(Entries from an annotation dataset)

———

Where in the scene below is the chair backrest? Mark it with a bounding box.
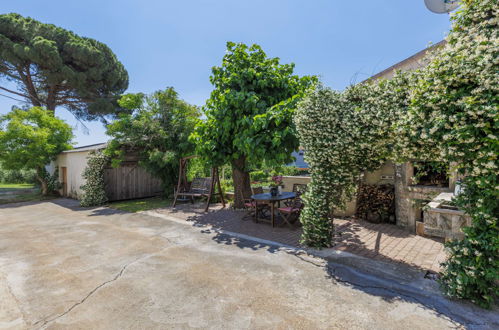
[190,178,211,194]
[251,187,263,195]
[293,183,307,195]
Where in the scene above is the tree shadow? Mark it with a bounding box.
[324,261,499,329]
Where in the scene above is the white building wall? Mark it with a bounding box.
[55,151,89,199]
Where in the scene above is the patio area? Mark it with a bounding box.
[154,204,445,272]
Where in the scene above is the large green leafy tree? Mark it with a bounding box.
[0,107,73,195]
[193,42,316,207]
[106,87,200,192]
[0,14,128,119]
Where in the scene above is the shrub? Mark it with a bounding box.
[80,151,109,207]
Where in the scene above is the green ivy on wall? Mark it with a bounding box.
[294,0,499,307]
[80,151,109,207]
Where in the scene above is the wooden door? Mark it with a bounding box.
[61,167,68,197]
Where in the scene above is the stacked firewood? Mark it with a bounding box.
[356,184,395,223]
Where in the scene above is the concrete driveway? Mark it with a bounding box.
[0,199,472,329]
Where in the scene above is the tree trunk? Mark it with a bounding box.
[36,169,49,196]
[231,157,252,209]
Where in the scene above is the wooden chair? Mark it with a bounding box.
[277,192,305,227]
[293,183,307,195]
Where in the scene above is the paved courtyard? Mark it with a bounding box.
[0,199,476,330]
[155,204,445,272]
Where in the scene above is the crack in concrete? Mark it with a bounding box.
[33,259,129,328]
[33,244,177,329]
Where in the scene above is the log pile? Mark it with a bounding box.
[356,184,395,223]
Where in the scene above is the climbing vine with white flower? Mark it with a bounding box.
[295,0,499,307]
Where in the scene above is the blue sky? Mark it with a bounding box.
[0,0,450,145]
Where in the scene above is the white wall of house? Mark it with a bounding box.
[56,151,90,199]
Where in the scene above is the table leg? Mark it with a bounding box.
[255,200,258,223]
[270,202,274,227]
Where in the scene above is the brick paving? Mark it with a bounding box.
[155,204,445,272]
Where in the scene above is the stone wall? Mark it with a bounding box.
[395,163,455,232]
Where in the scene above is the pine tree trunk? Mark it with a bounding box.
[231,157,252,209]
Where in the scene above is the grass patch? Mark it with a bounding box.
[0,191,57,205]
[108,197,172,212]
[0,183,35,190]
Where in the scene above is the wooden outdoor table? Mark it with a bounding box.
[251,192,296,227]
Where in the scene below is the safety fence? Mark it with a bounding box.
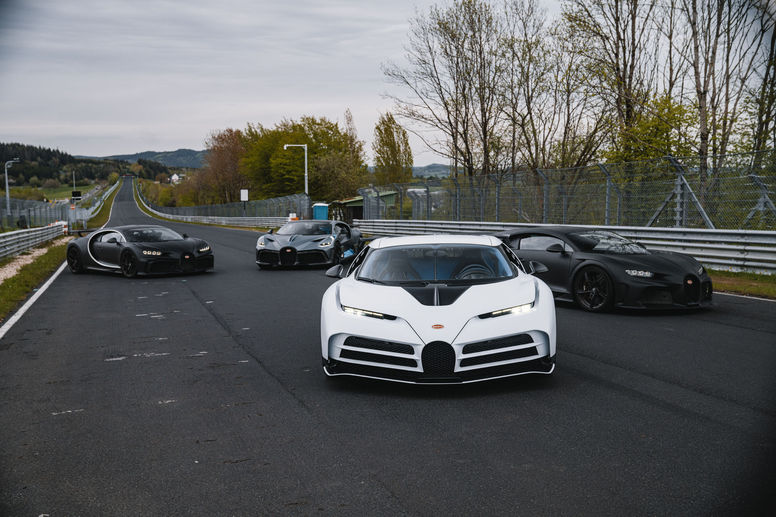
[358,150,776,230]
[353,220,776,274]
[136,180,312,221]
[0,182,119,231]
[0,222,67,257]
[135,183,290,228]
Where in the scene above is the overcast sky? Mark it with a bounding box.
[0,0,557,165]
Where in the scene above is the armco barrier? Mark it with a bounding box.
[0,222,66,257]
[135,182,288,228]
[353,219,776,274]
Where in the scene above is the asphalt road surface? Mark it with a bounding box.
[0,179,776,516]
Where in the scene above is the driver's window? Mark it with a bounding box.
[520,235,565,251]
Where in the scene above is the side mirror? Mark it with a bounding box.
[528,258,555,275]
[326,264,345,278]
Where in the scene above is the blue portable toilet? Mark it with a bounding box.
[313,203,329,219]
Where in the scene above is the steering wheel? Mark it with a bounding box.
[455,264,493,280]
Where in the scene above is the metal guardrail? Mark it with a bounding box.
[0,222,67,257]
[134,182,288,227]
[353,219,776,274]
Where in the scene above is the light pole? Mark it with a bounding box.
[283,144,309,195]
[5,158,21,215]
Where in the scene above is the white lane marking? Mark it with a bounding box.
[714,291,776,302]
[51,409,83,416]
[0,262,67,339]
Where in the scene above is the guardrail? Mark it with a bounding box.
[134,182,288,228]
[353,219,776,274]
[0,222,67,257]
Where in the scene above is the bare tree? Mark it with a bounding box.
[383,0,503,175]
[202,129,248,203]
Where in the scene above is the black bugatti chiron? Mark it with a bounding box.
[256,219,361,268]
[497,226,712,312]
[67,225,214,278]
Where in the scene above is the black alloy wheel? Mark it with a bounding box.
[574,266,614,312]
[120,251,137,278]
[67,246,84,274]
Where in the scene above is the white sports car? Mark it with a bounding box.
[321,235,555,384]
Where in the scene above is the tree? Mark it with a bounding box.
[372,112,413,185]
[383,0,504,175]
[240,111,367,200]
[201,128,248,203]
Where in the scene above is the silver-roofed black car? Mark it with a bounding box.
[496,226,712,312]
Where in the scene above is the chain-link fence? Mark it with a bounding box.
[0,197,70,232]
[358,150,776,230]
[137,183,312,219]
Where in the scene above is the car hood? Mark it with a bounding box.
[338,274,537,343]
[596,250,699,274]
[264,234,331,249]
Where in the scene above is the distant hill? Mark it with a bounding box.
[82,149,207,169]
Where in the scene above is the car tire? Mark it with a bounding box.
[572,266,614,312]
[119,251,137,278]
[67,246,85,274]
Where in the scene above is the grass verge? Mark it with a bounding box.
[0,237,67,322]
[707,269,776,300]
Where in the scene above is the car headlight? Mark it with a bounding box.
[625,269,655,278]
[342,305,396,320]
[478,301,536,320]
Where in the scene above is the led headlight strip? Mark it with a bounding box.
[342,305,396,320]
[478,301,536,320]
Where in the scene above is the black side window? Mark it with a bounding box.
[519,235,565,251]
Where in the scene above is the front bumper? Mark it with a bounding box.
[138,253,215,275]
[615,274,713,309]
[256,246,332,266]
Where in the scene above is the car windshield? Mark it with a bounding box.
[276,221,331,235]
[569,231,649,255]
[124,226,183,242]
[358,244,517,285]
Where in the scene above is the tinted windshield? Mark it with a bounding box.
[276,221,331,235]
[358,245,517,284]
[569,231,649,255]
[124,226,183,242]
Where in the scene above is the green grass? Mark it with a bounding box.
[0,237,67,321]
[708,269,776,299]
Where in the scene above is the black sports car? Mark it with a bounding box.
[497,226,712,312]
[67,225,214,278]
[256,219,361,268]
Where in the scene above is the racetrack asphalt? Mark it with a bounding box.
[0,179,776,517]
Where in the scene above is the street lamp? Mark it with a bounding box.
[283,144,308,195]
[5,158,21,215]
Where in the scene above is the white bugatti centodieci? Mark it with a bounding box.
[321,235,555,384]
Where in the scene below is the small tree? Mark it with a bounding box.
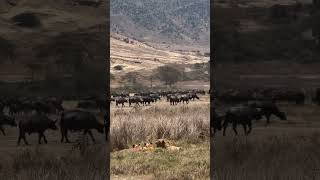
[123,72,138,84]
[26,63,42,81]
[157,65,181,86]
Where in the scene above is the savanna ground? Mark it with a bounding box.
[110,95,210,179]
[211,62,320,180]
[0,101,109,180]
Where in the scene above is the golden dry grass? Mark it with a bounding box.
[110,96,210,179]
[211,105,320,180]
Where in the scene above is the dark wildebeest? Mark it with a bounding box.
[150,94,161,102]
[210,110,223,136]
[312,88,320,105]
[0,112,17,136]
[77,100,98,109]
[142,96,154,105]
[60,110,106,143]
[116,97,128,107]
[189,93,200,101]
[248,101,287,124]
[180,94,190,104]
[129,96,143,106]
[223,106,262,136]
[18,114,58,145]
[103,114,110,141]
[169,95,180,105]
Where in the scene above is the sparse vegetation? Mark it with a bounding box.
[12,12,41,28]
[110,96,210,180]
[0,142,108,180]
[157,65,181,86]
[113,65,123,71]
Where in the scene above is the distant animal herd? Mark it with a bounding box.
[0,88,320,145]
[210,88,320,136]
[0,96,110,145]
[0,90,205,145]
[111,90,206,107]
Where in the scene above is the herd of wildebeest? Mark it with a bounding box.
[210,88,320,136]
[111,90,206,107]
[0,96,110,145]
[0,90,205,145]
[0,88,320,145]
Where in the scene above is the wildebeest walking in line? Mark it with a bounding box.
[169,95,180,105]
[18,114,58,145]
[223,106,262,136]
[0,112,17,136]
[210,109,224,136]
[60,110,106,143]
[214,101,287,136]
[116,97,128,107]
[248,101,287,124]
[129,96,143,106]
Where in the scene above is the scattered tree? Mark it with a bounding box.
[157,65,181,86]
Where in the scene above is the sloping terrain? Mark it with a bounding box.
[110,34,209,74]
[0,0,108,81]
[110,0,210,50]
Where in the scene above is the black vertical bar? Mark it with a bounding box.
[104,0,110,179]
[209,1,216,179]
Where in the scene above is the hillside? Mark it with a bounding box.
[110,0,210,51]
[0,0,108,82]
[110,33,209,86]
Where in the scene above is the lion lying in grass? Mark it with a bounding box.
[129,139,181,152]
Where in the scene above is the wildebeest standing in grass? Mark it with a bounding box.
[129,96,143,106]
[210,110,223,136]
[180,94,190,104]
[189,93,200,101]
[103,113,110,141]
[169,95,180,105]
[60,110,106,143]
[248,101,287,124]
[18,114,58,145]
[142,96,154,105]
[223,106,262,136]
[0,112,17,136]
[116,97,128,107]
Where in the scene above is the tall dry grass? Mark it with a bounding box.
[110,97,210,180]
[110,102,210,150]
[0,136,109,180]
[210,105,320,180]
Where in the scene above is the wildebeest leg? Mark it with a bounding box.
[38,132,42,144]
[242,124,247,135]
[61,129,70,143]
[232,122,238,135]
[88,130,95,142]
[266,114,271,125]
[0,126,6,136]
[41,132,48,144]
[247,121,252,134]
[223,120,228,136]
[17,130,28,145]
[60,128,65,142]
[18,131,29,145]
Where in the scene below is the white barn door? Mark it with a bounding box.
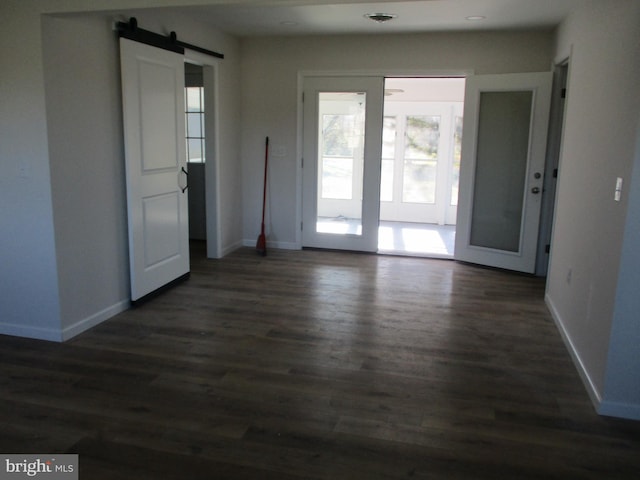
[120,38,189,301]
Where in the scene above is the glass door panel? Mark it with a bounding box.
[302,77,384,251]
[455,72,551,273]
[402,115,440,204]
[316,92,366,235]
[470,90,533,252]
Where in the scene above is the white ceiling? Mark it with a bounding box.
[158,0,586,36]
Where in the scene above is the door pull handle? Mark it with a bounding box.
[178,167,189,193]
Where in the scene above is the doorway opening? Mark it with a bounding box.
[184,62,207,241]
[378,77,465,258]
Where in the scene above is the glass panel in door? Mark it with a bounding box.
[470,90,533,252]
[302,77,384,252]
[402,115,440,204]
[455,72,551,273]
[316,92,366,235]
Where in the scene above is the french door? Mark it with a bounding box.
[302,77,384,252]
[120,38,189,301]
[455,72,552,273]
[380,101,462,225]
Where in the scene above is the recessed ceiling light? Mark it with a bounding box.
[364,13,397,23]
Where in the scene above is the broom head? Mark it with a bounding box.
[256,233,267,257]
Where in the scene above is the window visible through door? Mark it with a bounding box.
[184,63,205,163]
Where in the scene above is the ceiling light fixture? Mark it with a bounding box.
[364,13,397,23]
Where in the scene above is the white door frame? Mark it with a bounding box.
[302,76,384,252]
[295,69,475,249]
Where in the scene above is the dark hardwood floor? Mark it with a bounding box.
[0,244,640,480]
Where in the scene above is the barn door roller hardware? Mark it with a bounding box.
[116,17,224,58]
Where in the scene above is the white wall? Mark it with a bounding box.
[241,31,553,248]
[0,0,242,341]
[546,0,640,420]
[0,2,60,340]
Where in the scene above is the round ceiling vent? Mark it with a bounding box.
[365,13,397,23]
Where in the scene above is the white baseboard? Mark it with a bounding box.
[0,323,62,342]
[597,400,640,420]
[544,295,602,413]
[220,241,246,258]
[242,239,300,250]
[0,300,129,342]
[62,300,130,342]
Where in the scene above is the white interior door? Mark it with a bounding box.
[120,38,189,301]
[455,72,552,273]
[302,77,384,252]
[380,101,462,225]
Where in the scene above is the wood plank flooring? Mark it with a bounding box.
[0,245,640,480]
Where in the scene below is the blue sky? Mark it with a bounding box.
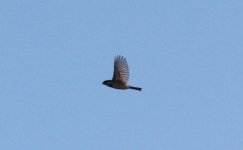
[0,0,243,150]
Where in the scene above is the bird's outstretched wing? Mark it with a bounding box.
[112,55,129,84]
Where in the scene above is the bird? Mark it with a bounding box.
[103,55,142,91]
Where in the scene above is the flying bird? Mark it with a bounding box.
[103,55,142,91]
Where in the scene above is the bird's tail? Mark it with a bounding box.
[129,86,142,91]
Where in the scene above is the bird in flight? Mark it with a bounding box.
[103,55,142,91]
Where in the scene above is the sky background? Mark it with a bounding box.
[0,0,243,150]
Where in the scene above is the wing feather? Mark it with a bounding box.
[112,55,129,84]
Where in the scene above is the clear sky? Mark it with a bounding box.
[0,0,243,150]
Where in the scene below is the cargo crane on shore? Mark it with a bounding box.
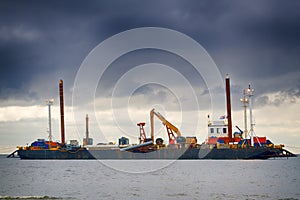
[150,108,181,144]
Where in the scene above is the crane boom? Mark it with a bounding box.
[150,108,181,143]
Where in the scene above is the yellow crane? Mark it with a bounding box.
[150,108,181,144]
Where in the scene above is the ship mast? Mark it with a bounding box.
[246,84,254,146]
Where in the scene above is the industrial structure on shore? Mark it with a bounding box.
[8,75,296,159]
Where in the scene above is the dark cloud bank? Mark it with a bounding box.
[0,0,300,109]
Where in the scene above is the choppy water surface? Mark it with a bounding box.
[0,156,300,199]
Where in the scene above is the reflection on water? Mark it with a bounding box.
[0,156,300,199]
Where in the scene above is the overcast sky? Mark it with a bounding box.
[0,0,300,152]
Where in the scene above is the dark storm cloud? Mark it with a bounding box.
[0,1,300,107]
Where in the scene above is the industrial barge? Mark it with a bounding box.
[8,76,296,159]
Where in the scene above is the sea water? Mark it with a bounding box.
[0,156,300,200]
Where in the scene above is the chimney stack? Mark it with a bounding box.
[59,80,65,145]
[226,74,232,141]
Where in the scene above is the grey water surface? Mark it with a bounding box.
[0,155,300,199]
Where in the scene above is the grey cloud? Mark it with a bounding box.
[0,1,300,111]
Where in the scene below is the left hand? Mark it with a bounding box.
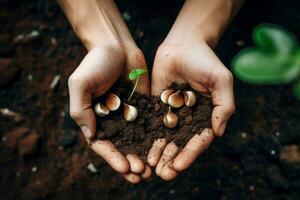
[148,41,235,180]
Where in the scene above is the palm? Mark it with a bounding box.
[148,42,234,180]
[69,47,151,183]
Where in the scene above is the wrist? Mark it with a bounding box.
[164,0,244,48]
[59,0,135,50]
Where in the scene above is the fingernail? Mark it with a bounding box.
[80,125,92,139]
[219,122,227,136]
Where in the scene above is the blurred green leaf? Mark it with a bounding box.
[128,69,147,81]
[232,48,300,84]
[293,81,300,100]
[253,24,298,54]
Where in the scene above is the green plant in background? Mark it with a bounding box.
[127,68,147,101]
[232,24,300,99]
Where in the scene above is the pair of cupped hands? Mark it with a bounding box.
[68,38,235,183]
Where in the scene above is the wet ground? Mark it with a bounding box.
[0,0,300,199]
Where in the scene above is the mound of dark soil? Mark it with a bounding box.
[97,82,212,159]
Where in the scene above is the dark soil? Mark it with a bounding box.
[97,81,212,161]
[0,0,300,200]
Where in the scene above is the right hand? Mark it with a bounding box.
[68,45,151,183]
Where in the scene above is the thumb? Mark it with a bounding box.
[211,68,235,136]
[68,75,96,139]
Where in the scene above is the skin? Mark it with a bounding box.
[58,0,151,184]
[148,0,243,181]
[58,0,243,184]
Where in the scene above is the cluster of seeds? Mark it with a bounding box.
[160,90,197,128]
[94,93,138,122]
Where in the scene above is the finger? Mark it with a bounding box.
[89,140,130,174]
[211,70,235,136]
[155,142,178,176]
[151,45,184,96]
[147,138,167,167]
[160,160,178,181]
[173,129,215,171]
[141,165,152,179]
[126,154,145,174]
[123,173,142,184]
[68,76,96,139]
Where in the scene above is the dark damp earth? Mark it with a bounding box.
[0,0,300,199]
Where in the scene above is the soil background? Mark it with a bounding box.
[0,0,300,199]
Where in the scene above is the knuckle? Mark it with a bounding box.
[222,69,234,84]
[68,73,82,87]
[228,103,236,114]
[70,109,82,121]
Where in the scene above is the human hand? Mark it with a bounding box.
[148,41,235,180]
[68,45,151,183]
[58,0,151,183]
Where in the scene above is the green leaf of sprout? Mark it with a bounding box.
[252,24,297,54]
[293,81,300,100]
[232,48,300,84]
[128,68,147,81]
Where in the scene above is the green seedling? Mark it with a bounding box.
[127,68,147,101]
[232,24,300,99]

———

**Brief**
Format the lines between the one holding "Where in the scene above is the sea" and the one holding "[226,74,232,141]", inclusive, as a JSON list of strings with one string per line. Omit any blank lines.

**Written reply**
[
  "Where in the scene above is the sea water? Mark it with a bounding box.",
  "[0,156,300,200]",
  "Where in the scene above is the chimney stack? Mark it with a bounding box.",
  "[59,80,65,145]",
  "[226,74,232,141]"
]